Set problem →
Copy each line of the listing below word for word.

::: Rows :::

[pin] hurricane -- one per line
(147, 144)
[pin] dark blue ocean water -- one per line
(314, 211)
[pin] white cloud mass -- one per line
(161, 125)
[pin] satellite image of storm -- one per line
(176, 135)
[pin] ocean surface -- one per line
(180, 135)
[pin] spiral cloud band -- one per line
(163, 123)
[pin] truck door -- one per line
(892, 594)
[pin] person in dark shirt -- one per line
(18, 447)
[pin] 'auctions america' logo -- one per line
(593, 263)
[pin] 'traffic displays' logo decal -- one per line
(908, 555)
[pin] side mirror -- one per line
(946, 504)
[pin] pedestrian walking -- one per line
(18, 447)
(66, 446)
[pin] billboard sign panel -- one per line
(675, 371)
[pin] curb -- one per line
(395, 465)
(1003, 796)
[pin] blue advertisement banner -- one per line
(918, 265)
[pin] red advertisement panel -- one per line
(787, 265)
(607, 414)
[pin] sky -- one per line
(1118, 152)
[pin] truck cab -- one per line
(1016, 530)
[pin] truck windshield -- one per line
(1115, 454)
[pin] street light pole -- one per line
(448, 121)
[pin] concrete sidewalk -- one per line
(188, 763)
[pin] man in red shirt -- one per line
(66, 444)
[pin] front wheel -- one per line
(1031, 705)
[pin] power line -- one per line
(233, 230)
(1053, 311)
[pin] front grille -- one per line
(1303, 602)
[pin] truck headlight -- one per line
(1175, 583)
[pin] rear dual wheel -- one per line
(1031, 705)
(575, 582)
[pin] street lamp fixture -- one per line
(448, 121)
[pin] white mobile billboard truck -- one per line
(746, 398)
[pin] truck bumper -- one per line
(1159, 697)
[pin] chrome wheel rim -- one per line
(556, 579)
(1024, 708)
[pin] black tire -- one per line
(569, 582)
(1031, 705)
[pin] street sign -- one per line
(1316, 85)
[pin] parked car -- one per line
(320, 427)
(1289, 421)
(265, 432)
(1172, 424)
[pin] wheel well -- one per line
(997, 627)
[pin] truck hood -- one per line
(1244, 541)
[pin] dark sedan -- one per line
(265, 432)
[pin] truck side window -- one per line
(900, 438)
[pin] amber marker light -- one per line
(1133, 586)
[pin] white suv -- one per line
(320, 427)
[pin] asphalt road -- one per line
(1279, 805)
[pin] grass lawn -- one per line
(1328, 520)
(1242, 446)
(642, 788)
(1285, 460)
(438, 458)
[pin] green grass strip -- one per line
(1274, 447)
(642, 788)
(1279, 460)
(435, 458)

:::

Result →
[pin] hurricane -- one per line
(147, 144)
[pin] dark blue ocean water -- one per line
(314, 211)
[pin] white cloud mass -- one per line
(161, 125)
[pin] satellite image of storm -- one per line
(176, 135)
[pin] ocean surface -- one per line
(180, 135)
[pin] spiral cloud band -- one per line
(163, 123)
[pin] truck door -- one per line
(892, 594)
[pin] person in dark shirt -- one per line
(18, 447)
[pin] 'auctions america' logo -- one per line
(593, 263)
[pin] 'traffic displays' logo decal -- one per line
(908, 555)
[pin] side mirror -- one per line
(946, 504)
[pin] pedestrian walking -- one per line
(18, 447)
(66, 446)
[pin] billboard sign panel -- one per line
(675, 371)
[pin] curb -- one per line
(395, 465)
(1003, 796)
[pin] blue advertisement banner -- one per line
(918, 265)
[pin] red advertisement panel -- one per line
(787, 265)
(607, 414)
[pin] sky -- one per line
(1118, 152)
[pin] truck cab -- one per line
(1016, 530)
[pin] truck windshield -- one per line
(1115, 454)
[pin] street light pole -- one per line
(448, 121)
[pin] concrete sidewalk -- one per line
(188, 763)
[pin] man in red shirt -- one per line
(66, 444)
[pin] front wheel -- one per line
(1031, 705)
[pin] power line -- one per line
(233, 230)
(1053, 311)
[pin] front grille -- one per line
(1303, 602)
[pin] truck headlight -- one per line
(1175, 583)
[pin] rear dual wheel -- one per line
(1031, 705)
(575, 582)
[pin] street lamp fixture -- one per line
(448, 121)
[pin] white mobile billboard truck -- one per line
(746, 398)
[pin] truck bumper -- one per line
(1159, 697)
[pin] chrome wheel rim -- one per line
(556, 579)
(1024, 708)
[pin] black tire -- one per line
(569, 582)
(1031, 705)
[pin] street sign -- one per line
(1316, 85)
[pin] parked car -- one per line
(320, 427)
(1289, 421)
(265, 432)
(1172, 424)
[pin] wheel well -- one per line
(997, 627)
[pin] truck hood -- one per line
(1244, 541)
[pin] dark sedan -- one per line
(265, 432)
[pin] truck side window -- one per line
(900, 438)
[pin] amber marker light -- one per line
(1133, 586)
[pin] white suv -- one per line
(320, 427)
[pin] asphalt road -- one per line
(1279, 805)
[pin] grass lawn -- one per line
(1328, 520)
(1242, 446)
(642, 788)
(1285, 460)
(438, 458)
[pin] green grass strip -- one per line
(1274, 447)
(642, 788)
(1279, 460)
(435, 458)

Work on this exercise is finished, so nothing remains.